Entries from a point annotation set:
-=-=-=-=-

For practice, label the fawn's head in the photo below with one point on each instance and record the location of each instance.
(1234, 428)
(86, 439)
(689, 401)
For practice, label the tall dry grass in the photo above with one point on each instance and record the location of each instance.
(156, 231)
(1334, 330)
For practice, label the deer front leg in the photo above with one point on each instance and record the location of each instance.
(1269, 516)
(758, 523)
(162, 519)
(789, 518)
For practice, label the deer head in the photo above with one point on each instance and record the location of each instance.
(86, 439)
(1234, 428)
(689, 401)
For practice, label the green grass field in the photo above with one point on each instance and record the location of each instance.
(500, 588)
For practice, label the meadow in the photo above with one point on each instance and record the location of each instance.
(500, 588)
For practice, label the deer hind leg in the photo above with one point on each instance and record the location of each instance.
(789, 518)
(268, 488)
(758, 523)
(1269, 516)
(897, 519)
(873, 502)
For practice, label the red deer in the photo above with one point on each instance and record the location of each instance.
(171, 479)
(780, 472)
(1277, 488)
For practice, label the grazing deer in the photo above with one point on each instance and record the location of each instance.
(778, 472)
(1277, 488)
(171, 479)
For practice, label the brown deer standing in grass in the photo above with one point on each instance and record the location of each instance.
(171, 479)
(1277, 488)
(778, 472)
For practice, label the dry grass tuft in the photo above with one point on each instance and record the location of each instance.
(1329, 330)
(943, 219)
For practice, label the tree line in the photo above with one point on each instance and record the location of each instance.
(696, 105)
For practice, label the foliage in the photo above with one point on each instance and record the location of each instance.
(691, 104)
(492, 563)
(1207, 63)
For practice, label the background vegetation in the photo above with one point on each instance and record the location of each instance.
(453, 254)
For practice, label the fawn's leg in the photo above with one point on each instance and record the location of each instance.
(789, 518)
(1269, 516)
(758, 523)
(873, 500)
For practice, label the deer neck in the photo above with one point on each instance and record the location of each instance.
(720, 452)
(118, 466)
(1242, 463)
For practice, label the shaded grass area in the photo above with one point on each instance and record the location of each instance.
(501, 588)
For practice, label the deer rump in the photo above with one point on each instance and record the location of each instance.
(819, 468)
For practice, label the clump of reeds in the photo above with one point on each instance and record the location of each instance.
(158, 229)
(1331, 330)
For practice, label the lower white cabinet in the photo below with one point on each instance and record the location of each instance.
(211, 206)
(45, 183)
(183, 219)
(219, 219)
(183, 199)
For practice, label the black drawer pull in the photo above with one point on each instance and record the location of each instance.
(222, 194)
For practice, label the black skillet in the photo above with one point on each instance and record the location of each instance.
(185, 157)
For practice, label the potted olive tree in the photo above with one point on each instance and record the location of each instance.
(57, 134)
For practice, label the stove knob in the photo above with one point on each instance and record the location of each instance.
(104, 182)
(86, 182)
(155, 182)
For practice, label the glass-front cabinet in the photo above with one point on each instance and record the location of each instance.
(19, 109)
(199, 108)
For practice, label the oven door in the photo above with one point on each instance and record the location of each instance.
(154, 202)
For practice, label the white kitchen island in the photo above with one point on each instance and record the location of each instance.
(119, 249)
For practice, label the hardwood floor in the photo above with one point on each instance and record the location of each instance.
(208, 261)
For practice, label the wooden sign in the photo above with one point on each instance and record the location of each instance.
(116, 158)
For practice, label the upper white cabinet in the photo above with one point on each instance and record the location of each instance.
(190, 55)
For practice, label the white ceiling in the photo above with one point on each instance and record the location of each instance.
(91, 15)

-=-=-=-=-

> [What to do]
Swap every "one point" in the material above for "a single point", changing nothing else.

> [Completed exercise]
For practice, label the fawn's head in the photo below with a single point on each instance and record the location of each instance.
(1234, 428)
(86, 439)
(689, 401)
For practice, label the tall dry grass in the photo above with a single point on each instance and record the location of each instance.
(156, 231)
(1334, 330)
For practice, label the deer front leg in the photo above with a single point on each instance and record the location of each instance.
(1269, 516)
(758, 523)
(162, 519)
(789, 518)
For practice, label the deer head in the photo above with a single point on each instance and record the location of each instance.
(86, 439)
(1234, 428)
(689, 401)
For practice, label the green grass field in the photo above with a single point on each instance and record the location of each instance.
(500, 588)
For practice, label the meadow in the photo above with a single point on each instance and record the location of each instance.
(500, 588)
For practice, label the deer hind leg in the photo above with a single point on each instance and record the location of each instance.
(789, 518)
(268, 488)
(758, 523)
(1269, 516)
(897, 519)
(873, 502)
For practice, label the red deer in the photo above with a single point on each instance and record the location of each instance.
(171, 479)
(780, 472)
(1277, 488)
For practice, label the grazing deer in the photo above with a single point on each instance and record the location of each instance.
(778, 472)
(1277, 488)
(171, 479)
For practice, label the brown deer standing in grass in the photo above with a single point on each instance and record the location of each instance.
(171, 479)
(1277, 488)
(778, 472)
For practice, label the dry grass tuft in the photo above with a single point on each instance and record the location of each instance.
(1329, 330)
(943, 219)
For practice, label the tree line in the photo above with a single point on each instance and record the location of each instance.
(696, 105)
For practice, label the foliage in the photo above with a single point on each instance and record the location of each instance.
(691, 104)
(492, 563)
(1207, 63)
For practice, label the background vegetation in the photo above with a single point on each instance and record the location of each instance.
(453, 254)
For practice, label the fawn's leg in the photo above with a single point on each instance and record the location of each instance.
(789, 518)
(1269, 516)
(758, 523)
(873, 500)
For practice, label the deer neck in the photo above with a single point on each instance and record the location of each instance.
(720, 452)
(118, 466)
(1242, 463)
For practice, label the shaded grass area in the photo above with a single point on each instance and record the location of each instance.
(501, 588)
For practice, label the deer rump in the photo above with a single point on each instance and record the location of each instance.
(819, 468)
For practice, label the clump of reeds in the photo above with a single point on each instance and record the location of each instance.
(158, 229)
(1331, 330)
For practice, label the lower white cabinet in the photo below with a single point on each instance and record the location of each instance.
(211, 206)
(45, 183)
(183, 219)
(219, 219)
(183, 199)
For practice, label the black drawer pull in the photo above with a single point on each instance and record the location of each instance.
(222, 194)
For practice, label the black skillet in the photo above with a single point on each instance and record the location of each instance.
(185, 157)
For practice, label the potted olive tree in the photo above with a single point on each instance and record the location of each instance.
(57, 134)
For practice, label the stove knob in the photo above with a single point on each instance and record the location of each instance.
(104, 182)
(86, 182)
(155, 182)
For practice, label the glass-front cabinet in the photo above with a single point on each instance and record the location of each instance.
(19, 109)
(199, 108)
For practice, label the oven door in the photo above with a single point on each instance and record the location of each instance.
(154, 202)
For practice, label the white kitchen island in the photo above with a single point on each instance and record the location of each instance.
(119, 249)
For practice, label the hardwood floor in the photo above with a single point on each instance and record the location of each instance.
(208, 261)
For practice, label the wooden sign in the photo above with a single point on each instance and record the location of each instance.
(116, 158)
For practice, label the upper white cabinet in the photo above with a single point on each instance and record the location of each instance.
(190, 55)
For practice, label the white ceiling in the photo above with a single point on each instance and record the location of each instance.
(91, 15)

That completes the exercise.